Given passage:
=== Begin Enclosure ===

INTERACTIONS AMONG VIRUSES
Interactions between viruses often occur naturally, as host organisms are frequently infected with more than one virus. The most common types of interaction include:
Complementation: This includes all those interactions in which when two viruses infect a cell, their gene products such as proteins and enzymes complement the action of each other in such a way as to have increased yield of one or both viruses. This can occur even between unrelated viruses. There is no genetic interaction and the progeny are like the parent viruses. It is the interaction of virus gene products during superinfection resulting in the production of one or both of the parental viruses being increased while both viruses remain unchanged genetically. In this situation, one of the viruses in a mixed infection provides a functional gene product for another virus which is defective for that function. If both mutants are defective in the same function, enhancement of replication does not occur and the two mutants are said to be in the same complementation group. In theory, the number of complementation groups is equal to the number of genes in the virus genome. In practice, there are usually fewer complementation groups than genes as mutations in some genes are always lethal and other genes are nonessential. There are two main types of complementation:
Allelic (intragenic) complementation which occurs where different mutants have complementing defects in the same protein (e.g., in different functional domains) or in different subunits of a multimeric protein.
Nonallelic (intergenic) complementation results from mutants with defects in different genes and is the more common type.
Complementation can be asymmetric; that is, only one of the (mutant) parental viruses will replicate. This can be an absolute or a partial restriction. When complementation occurs naturally, it is usually the case that a replication-competent wild-type virus rescues a replication-defective mutant. In these cases, the wild-type is referred to as a ‘helper virus’, such as in the case of defective transforming retroviruses containing oncogenes.
Recombination: Is the physical interaction of virus genomes during superinfection that results in gene combinations not present in either parent. There are three mechanisms by which this can occur depending on the organization of the virus genome:
Intramolecular recombination by strand breakage and re-ligation: This process occurs in all DNA viruses and RNA viruses that replicate via a DNA intermediate. It is believed to be mediated by cellular enzymes, as no virus mutants with specific recombination defects have been isolated.
Intramolecular recombination by ‘copy-choice’: This process occurs in RNA viruses (it has been known in picornaviruses since the 1960s but has been recognized in other virus groups, such as coronaviruses, only recently) probably by a mechanism in which the virus polymerase switches template strands during genome synthesis. Recombination occurs frequently in nature; for example, influenza virus reassortment has resulted in worldwide epidemics (pandemics) that have killed millions of people.

=== End Enclosure ===

Data:
=== Begin Enclosure ===

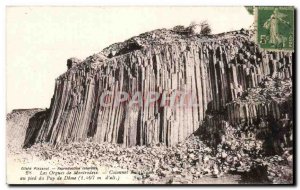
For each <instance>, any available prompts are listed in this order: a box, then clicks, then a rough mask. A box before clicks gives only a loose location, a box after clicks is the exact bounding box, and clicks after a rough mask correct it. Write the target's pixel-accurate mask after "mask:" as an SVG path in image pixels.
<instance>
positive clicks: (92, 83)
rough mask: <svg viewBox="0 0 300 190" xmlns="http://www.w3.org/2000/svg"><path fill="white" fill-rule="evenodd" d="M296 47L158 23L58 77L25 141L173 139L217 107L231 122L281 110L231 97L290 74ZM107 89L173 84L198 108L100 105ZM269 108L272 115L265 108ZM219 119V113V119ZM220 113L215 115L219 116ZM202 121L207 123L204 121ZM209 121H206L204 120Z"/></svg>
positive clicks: (258, 118) (237, 120) (123, 90)
mask: <svg viewBox="0 0 300 190" xmlns="http://www.w3.org/2000/svg"><path fill="white" fill-rule="evenodd" d="M293 59H294V58H293V54H292V53H288V52H268V51H262V50H260V49H259V48H258V47H257V45H256V44H255V43H254V42H253V41H251V39H250V36H249V35H248V34H247V33H238V32H233V33H227V34H226V35H222V36H218V35H215V36H211V37H201V38H199V37H197V36H185V35H181V34H177V33H175V32H172V31H170V30H165V29H163V30H155V31H152V32H149V33H145V34H141V35H140V36H137V37H133V38H131V39H129V40H127V41H125V42H123V43H117V44H113V45H112V46H110V47H108V48H106V49H104V50H103V51H102V52H100V53H98V54H95V55H93V56H90V57H88V58H87V59H86V60H84V61H82V62H80V63H78V60H77V59H70V60H68V63H67V64H68V71H67V72H65V73H64V74H62V75H61V76H59V77H58V78H57V79H56V81H55V90H54V95H53V98H52V101H51V105H50V109H49V110H47V111H46V112H45V113H43V114H40V115H38V116H36V117H35V119H33V120H35V121H34V122H31V124H30V126H29V129H28V131H29V132H28V133H27V134H28V135H27V136H26V139H25V144H24V146H25V147H28V146H30V145H32V144H33V143H36V142H50V143H51V144H57V143H68V142H73V141H81V140H85V139H87V138H91V139H92V140H93V141H95V142H109V143H120V144H124V146H132V145H153V144H158V143H161V144H165V145H173V144H175V143H178V142H180V141H183V140H184V139H185V138H186V137H188V136H189V135H191V134H193V133H194V132H195V131H197V130H198V129H199V127H200V128H201V127H205V126H202V124H203V123H206V121H205V120H206V118H207V116H208V115H211V114H220V113H225V114H221V115H222V116H221V117H225V119H226V120H227V121H229V122H230V124H232V125H237V124H240V123H241V122H247V123H248V124H249V125H250V124H251V122H252V120H253V118H255V119H259V118H260V117H262V116H265V115H272V116H274V117H275V118H279V117H282V114H283V113H282V112H280V108H279V107H280V106H279V103H277V102H275V101H273V102H268V103H266V104H264V103H256V104H248V103H245V104H243V103H241V102H236V100H238V99H239V98H240V97H241V96H243V94H244V92H246V91H247V89H253V88H256V87H259V86H260V85H261V84H262V83H263V82H264V81H265V80H267V79H268V78H273V79H275V78H276V79H280V80H291V77H292V64H293ZM106 91H110V92H112V95H113V97H114V96H115V95H116V93H117V92H120V91H122V92H127V93H128V94H131V95H133V94H135V93H136V92H141V94H142V97H146V96H147V95H148V94H149V92H151V91H155V92H158V93H160V94H163V93H168V94H170V93H172V92H175V91H184V92H193V93H195V94H196V102H197V104H198V105H199V106H198V107H171V106H163V107H161V106H159V104H158V103H154V104H153V105H152V106H145V102H143V105H142V106H140V107H129V105H128V104H126V103H125V104H115V101H112V106H108V107H103V106H101V104H100V101H101V100H100V99H101V98H100V97H101V95H102V94H103V93H105V92H106ZM270 113H272V114H270ZM221 120H222V119H221ZM221 120H220V121H221ZM204 121H205V122H204ZM207 126H208V125H207Z"/></svg>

=== End Enclosure ===

Exercise:
Reproduce the passage on virus interactions word for word, starting at "Intramolecular recombination by ‘copy-choice’: This" and ending at "millions of people.".

Answer space:
Intramolecular recombination by ‘copy-choice’: This process occurs in RNA viruses (it has been known in picornaviruses since the 1960s but has been recognized in other virus groups, such as coronaviruses, only recently) probably by a mechanism in which the virus polymerase switches template strands during genome synthesis. Recombination occurs frequently in nature; for example, influenza virus reassortment has resulted in worldwide epidemics (pandemics) that have killed millions of people.